* **Required work**
Report how many lines in the rows below contain the string "textured". Give only the number.

[Entries for pointing and labeling]
───
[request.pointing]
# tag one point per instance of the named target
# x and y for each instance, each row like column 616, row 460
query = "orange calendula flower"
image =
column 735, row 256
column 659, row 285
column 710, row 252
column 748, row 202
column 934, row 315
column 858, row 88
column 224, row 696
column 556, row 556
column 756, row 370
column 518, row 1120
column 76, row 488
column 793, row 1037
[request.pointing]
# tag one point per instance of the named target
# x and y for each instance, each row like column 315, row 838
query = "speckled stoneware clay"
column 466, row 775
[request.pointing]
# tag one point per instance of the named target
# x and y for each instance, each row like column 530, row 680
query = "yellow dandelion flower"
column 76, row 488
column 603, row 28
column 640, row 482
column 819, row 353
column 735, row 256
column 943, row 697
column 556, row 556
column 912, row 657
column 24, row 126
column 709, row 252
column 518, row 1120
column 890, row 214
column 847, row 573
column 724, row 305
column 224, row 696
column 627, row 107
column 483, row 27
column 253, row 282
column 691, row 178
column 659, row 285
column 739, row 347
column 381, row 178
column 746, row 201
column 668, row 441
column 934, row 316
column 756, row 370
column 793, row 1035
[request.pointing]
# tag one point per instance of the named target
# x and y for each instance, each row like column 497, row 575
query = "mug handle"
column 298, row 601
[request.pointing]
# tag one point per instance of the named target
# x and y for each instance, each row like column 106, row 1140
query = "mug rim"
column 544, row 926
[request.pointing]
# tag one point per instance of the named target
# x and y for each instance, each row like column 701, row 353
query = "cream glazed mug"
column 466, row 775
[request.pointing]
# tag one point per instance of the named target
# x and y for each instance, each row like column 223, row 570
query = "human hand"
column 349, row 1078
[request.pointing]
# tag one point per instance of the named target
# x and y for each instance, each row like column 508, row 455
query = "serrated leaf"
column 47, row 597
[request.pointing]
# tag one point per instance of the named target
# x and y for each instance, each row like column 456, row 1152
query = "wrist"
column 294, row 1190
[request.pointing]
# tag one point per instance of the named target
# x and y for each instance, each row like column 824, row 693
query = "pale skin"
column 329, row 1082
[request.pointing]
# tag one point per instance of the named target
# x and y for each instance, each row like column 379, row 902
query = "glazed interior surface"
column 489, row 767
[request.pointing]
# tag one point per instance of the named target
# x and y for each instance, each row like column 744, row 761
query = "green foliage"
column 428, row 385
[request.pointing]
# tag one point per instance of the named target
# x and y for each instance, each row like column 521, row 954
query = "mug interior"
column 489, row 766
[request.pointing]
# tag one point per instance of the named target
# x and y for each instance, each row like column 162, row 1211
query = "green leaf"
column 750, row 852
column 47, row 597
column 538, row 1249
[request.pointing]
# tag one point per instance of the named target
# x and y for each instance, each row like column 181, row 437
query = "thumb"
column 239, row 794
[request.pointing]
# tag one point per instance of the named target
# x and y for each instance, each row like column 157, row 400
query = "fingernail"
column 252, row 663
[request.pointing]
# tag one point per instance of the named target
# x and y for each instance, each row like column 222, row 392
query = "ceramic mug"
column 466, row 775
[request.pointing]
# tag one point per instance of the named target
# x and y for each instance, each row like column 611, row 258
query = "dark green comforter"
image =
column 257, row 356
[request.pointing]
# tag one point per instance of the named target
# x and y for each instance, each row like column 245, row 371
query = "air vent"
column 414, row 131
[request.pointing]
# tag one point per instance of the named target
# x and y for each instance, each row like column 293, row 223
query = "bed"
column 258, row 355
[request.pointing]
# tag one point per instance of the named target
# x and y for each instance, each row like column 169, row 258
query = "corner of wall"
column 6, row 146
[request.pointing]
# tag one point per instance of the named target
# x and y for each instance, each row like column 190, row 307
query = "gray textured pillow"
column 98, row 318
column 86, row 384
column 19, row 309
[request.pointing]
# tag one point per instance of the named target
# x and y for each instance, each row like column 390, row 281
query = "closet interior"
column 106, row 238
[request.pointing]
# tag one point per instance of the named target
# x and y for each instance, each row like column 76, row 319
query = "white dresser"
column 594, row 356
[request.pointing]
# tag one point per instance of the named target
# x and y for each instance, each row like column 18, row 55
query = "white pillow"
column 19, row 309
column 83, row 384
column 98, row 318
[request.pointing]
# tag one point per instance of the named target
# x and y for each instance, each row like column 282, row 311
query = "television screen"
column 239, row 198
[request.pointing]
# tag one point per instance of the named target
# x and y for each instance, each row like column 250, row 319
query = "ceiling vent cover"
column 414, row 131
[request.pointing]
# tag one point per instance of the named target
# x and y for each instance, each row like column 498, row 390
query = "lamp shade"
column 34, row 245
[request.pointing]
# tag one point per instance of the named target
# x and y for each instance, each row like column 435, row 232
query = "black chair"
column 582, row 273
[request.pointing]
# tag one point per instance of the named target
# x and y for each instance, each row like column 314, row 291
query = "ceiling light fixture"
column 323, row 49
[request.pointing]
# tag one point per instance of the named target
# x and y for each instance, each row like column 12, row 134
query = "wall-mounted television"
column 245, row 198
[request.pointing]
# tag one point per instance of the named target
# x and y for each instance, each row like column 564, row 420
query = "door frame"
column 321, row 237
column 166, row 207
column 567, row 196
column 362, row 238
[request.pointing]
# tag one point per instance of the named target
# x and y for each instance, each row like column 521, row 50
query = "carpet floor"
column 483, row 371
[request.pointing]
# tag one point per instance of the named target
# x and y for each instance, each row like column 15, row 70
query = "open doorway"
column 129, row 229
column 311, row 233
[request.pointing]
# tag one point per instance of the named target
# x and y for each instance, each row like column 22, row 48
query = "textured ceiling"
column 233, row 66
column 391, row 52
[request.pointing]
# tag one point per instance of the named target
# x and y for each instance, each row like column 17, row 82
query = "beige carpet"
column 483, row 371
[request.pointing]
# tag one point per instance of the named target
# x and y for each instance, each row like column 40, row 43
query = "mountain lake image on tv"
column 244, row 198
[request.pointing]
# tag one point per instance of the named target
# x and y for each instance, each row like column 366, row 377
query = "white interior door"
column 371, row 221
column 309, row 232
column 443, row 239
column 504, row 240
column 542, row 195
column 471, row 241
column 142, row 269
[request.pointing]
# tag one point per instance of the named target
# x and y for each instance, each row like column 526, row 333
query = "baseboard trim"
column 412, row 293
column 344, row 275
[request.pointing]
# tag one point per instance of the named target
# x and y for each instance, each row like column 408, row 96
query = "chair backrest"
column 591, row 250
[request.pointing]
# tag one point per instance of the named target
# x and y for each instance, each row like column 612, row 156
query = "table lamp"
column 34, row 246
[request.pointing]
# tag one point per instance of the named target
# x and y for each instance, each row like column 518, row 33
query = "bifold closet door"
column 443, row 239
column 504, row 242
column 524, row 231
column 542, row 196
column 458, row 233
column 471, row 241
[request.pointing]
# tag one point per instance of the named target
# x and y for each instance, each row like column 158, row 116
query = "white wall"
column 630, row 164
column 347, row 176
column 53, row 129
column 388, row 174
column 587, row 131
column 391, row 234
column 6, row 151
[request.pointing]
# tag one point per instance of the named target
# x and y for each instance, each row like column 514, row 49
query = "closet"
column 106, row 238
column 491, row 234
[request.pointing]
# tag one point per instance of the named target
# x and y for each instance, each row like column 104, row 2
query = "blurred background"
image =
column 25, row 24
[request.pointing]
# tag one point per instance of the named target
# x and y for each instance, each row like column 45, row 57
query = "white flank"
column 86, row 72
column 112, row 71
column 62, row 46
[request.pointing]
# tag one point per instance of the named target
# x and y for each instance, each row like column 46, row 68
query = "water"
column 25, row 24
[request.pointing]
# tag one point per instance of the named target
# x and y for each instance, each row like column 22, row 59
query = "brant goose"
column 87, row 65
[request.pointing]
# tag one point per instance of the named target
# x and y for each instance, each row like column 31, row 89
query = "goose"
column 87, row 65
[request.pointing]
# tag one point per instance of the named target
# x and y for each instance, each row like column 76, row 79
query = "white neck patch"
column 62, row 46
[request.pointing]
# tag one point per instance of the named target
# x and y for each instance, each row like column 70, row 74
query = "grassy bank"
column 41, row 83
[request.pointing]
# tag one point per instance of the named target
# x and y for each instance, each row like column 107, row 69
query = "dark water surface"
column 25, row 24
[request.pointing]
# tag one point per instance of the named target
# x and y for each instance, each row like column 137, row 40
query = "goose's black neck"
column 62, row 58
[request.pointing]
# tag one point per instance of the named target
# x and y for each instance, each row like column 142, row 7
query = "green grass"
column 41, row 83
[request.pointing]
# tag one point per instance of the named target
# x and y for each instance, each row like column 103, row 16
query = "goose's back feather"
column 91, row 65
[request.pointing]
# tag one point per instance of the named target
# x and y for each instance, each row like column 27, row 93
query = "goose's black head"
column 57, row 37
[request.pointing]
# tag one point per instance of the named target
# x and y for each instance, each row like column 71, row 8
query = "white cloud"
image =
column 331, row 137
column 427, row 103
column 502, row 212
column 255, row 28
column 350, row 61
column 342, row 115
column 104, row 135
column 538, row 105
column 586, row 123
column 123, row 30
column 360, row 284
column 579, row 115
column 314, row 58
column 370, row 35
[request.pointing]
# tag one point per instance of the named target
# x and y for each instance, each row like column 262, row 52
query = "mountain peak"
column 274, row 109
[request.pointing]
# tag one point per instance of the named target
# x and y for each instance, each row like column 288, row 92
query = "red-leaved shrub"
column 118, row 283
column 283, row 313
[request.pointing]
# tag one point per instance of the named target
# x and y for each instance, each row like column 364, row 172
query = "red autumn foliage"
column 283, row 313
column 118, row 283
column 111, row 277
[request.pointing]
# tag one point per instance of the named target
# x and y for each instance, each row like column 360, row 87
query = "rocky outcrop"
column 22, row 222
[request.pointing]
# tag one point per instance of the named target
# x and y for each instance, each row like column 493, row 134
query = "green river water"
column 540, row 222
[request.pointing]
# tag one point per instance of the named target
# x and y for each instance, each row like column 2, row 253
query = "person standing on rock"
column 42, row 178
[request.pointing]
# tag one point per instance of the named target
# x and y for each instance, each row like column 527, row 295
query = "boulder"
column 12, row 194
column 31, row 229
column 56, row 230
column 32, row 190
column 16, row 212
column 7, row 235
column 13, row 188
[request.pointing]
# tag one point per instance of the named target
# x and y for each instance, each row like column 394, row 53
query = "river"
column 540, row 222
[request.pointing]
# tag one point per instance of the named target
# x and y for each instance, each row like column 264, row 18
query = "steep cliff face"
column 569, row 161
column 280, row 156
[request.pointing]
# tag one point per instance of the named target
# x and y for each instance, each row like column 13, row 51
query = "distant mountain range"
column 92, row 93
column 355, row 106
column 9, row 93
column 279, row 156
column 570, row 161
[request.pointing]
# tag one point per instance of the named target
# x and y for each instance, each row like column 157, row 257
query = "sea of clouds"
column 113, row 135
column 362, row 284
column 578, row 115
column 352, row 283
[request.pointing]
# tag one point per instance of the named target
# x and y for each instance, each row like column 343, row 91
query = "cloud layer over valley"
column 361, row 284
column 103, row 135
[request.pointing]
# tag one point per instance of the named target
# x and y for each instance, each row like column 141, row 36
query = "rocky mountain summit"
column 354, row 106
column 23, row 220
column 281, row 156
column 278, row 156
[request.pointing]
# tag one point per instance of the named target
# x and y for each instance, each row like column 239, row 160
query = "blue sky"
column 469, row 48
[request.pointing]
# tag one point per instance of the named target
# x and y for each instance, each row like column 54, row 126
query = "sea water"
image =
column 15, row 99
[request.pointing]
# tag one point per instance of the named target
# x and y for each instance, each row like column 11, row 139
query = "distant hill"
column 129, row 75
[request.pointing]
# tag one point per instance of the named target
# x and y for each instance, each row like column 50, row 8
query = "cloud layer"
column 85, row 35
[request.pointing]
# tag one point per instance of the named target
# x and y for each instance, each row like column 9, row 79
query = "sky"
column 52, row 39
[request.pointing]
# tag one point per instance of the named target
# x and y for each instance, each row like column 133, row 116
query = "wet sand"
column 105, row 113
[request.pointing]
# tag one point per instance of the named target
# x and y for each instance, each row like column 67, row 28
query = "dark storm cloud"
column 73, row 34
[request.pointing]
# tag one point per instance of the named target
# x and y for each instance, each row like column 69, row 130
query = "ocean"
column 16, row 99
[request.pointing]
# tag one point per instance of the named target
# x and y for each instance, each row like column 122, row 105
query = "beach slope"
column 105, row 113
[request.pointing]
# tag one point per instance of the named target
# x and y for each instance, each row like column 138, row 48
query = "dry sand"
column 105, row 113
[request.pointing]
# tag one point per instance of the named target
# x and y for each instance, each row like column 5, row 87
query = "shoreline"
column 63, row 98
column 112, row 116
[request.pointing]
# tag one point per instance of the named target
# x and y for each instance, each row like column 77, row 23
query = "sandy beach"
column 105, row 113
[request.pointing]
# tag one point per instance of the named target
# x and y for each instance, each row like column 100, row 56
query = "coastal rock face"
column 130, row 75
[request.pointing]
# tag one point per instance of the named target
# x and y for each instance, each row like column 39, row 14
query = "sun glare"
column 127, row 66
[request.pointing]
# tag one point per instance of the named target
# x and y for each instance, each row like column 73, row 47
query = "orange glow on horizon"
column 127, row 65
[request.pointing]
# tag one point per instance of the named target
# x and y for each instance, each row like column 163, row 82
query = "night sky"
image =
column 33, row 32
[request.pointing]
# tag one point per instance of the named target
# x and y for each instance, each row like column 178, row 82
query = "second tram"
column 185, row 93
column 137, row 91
───
* **Full response**
2